• [Exercise goal]: Transcribe the passage on the death of Nemesio "El Mencho" Oseguera, everything from "The CJNG mixed" down to "blow of lockdowns.".
[Source passage — start]
Nemesio ‘El Mencho’ Oseguera, the notorious leader of the Jalisco New Generation Cartel, has been killed in a military operation, marking a significant blow to one of Mexico’s most powerful and violent drug cartels.
Mexican drug lord Nemesio Oseguera, commonly known as ‘El Mencho,’ infamous for the bloody trail of bodies he left behind in battles with government forces and rival gangs, died in a military raid on Sunday, according to Reuters.
As the shadowy leader of the powerful Jalisco New Generation Cartel (CJNG), an international criminal enterprise widely viewed as one of Mexico’s most powerful, Oseguera masterminded the CJNG’s emergence as a criminal empire rivaling his former allies in the Sinaloa Cartel.
Oseguera was born in 1966 in a poor village in the mountains of the rugged and notoriously lawless western state of Michoacan. There, cultivation of opium poppies and marijuana have competed with avocado production for decades. He worked the fields as a boy, and later went to seek his fortune in the U.S., where prosecutors said he got into the heroin trade. After a few years, he was arrested and served time in a U.S. prison.
He was deported back to Mexico, where he joined the police before entering the Milenio Cartel, a satellite of the Sinaloa Cartel. Eventually, he became a top enforcer after stints as a sicario, or cartel assassin. After a failed attempt at taking over the Milenio Cartel, he struck out alone, declared war on Sinaloa, and founded the CJNG in alliance with a local gang of money launderers.
The CJNG mixed Sinaloa-style drug trafficking and community outreach with the ultra-violent methods of the Zetas Cartel, a gang that used paramilitary tactics to diversify into criminal enterprises such as extortion and kidnapping. For years, Oseguera paid off police to cover his back as he operated with near-total impunity inside Jalisco. He also sought political protection.
Noting El Mencho’s ability to win public support, Edgardo Buscaglia, an organized crime expert at Columbia University, pointed to footage broadcast during the 2020 coronavirus pandemic of people lining up for CJNG-stamped food packages handed out by cartel gunmen, not government workers, to help cushion the economic blow of lockdowns.
“Compared to the Mexican government,” said Buscaglia, “he was the least bad option.”
Oseguera’s death marks a significant blow to the CJNG, but it is unlikely to disrupt the flow of drugs into the U.S. or have a major impact on the cartel’s operations. The CJNG has a strong leadership structure and a network of loyal operatives, and it is likely that Oseguera’s successor will continue to pursue the cartel’s goals with violence and intimidation.
[Source passage — finish]
[Records supplied — start]
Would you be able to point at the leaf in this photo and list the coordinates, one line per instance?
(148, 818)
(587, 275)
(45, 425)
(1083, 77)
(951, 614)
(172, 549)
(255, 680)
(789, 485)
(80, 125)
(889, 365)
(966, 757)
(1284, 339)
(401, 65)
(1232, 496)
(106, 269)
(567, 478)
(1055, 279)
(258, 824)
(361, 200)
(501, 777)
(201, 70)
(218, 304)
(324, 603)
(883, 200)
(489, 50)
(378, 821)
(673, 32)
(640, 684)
[Records supplied — finish]
• [Written answer]:
The CJNG mixed Sinaloa-style drug trafficking and community outreach with the ultra-violent methods of the Zetas Cartel, a gang that used paramilitary tactics to diversify into criminal enterprises such as extortion and kidnapping. For years, Oseguera paid off police to cover his back as he operated with near-total impunity inside Jalisco. He also sought political protection.
Noting El Mencho’s ability to win public support, Edgardo Buscaglia, an organized crime expert at Columbia University, pointed to footage broadcast during the 2020 coronavirus pandemic of people lining up for CJNG-stamped food packages handed out by cartel gunmen, not government workers, to help cushion the economic blow of lockdowns.